(Data items)

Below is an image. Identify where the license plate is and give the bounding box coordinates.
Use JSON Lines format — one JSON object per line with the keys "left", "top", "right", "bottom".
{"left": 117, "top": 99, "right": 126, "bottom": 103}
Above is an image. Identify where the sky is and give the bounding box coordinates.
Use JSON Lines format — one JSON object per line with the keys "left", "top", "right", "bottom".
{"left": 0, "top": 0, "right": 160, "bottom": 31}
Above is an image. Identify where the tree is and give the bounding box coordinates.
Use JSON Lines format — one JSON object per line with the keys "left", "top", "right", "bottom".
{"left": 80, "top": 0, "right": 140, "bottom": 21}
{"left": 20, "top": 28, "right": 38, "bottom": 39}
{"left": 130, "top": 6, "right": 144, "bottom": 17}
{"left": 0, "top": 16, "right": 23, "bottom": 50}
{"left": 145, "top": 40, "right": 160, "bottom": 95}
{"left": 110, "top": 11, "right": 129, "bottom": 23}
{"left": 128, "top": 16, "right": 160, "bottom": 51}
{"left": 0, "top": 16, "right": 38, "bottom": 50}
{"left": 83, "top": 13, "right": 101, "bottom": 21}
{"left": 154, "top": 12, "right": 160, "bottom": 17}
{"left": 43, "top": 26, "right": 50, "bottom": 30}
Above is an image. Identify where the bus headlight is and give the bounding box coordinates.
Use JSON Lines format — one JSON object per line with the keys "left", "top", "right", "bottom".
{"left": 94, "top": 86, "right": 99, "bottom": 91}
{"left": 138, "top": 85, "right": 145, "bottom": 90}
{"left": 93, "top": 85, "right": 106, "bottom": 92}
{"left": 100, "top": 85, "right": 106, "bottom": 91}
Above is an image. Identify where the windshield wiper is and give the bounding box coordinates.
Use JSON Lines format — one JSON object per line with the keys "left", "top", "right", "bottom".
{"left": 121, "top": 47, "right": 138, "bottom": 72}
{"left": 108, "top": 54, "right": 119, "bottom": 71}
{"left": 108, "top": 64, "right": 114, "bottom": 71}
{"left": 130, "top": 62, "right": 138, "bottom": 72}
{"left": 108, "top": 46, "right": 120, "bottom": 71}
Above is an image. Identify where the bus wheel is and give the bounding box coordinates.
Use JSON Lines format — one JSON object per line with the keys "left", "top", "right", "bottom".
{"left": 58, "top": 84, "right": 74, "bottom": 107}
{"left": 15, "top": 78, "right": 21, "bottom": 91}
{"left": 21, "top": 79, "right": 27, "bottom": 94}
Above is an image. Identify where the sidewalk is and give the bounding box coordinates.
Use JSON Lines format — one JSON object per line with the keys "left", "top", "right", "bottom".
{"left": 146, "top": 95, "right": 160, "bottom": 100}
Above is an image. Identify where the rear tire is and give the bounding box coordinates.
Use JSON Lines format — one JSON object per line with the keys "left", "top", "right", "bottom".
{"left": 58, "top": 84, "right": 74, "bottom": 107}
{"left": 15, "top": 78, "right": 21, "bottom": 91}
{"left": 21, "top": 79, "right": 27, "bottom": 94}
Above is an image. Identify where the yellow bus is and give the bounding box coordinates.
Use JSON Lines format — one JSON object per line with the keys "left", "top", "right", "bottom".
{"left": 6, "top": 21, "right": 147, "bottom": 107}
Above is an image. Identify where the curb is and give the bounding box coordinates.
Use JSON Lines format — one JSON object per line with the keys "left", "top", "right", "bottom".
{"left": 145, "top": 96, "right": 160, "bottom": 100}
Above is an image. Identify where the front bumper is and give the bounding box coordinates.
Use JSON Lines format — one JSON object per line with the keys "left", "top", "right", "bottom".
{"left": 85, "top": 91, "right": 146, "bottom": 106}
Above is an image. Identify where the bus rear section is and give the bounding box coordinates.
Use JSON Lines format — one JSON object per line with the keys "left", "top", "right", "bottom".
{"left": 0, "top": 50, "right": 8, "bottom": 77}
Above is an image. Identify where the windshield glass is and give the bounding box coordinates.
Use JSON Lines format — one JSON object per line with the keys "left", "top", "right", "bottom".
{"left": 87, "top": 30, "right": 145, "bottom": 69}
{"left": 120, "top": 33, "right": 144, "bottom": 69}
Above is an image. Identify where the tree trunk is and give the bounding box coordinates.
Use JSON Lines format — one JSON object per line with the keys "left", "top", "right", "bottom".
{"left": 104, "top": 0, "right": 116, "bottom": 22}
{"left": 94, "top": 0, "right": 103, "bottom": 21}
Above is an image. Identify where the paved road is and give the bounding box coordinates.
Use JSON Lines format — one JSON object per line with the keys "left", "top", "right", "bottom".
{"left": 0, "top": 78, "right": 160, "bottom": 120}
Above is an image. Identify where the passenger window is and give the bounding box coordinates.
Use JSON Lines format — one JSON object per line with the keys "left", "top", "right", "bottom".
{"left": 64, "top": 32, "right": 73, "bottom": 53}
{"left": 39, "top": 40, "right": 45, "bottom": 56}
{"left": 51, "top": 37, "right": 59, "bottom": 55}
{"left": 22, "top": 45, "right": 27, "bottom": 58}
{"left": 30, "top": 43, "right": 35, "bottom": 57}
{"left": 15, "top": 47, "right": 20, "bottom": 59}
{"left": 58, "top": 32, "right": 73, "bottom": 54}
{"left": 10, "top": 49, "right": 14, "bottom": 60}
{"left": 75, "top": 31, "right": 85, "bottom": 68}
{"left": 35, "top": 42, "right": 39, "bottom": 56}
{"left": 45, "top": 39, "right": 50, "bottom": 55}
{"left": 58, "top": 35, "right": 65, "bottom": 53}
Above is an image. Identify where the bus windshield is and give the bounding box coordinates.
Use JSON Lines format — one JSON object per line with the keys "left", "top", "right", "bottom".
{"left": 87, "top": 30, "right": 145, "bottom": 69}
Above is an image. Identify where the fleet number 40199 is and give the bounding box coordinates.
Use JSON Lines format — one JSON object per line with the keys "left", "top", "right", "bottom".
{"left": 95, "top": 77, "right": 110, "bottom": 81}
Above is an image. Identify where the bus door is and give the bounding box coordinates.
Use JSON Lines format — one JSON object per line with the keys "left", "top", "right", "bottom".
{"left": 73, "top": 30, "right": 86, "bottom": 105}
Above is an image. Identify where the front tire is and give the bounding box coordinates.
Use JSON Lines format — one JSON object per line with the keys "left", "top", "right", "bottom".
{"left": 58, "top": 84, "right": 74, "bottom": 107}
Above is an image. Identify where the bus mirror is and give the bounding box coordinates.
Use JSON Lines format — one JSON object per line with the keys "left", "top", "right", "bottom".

[What to produce]:
Using the data above, say how many lines include the word "rear". Write only that number.

[Problem solution]:
2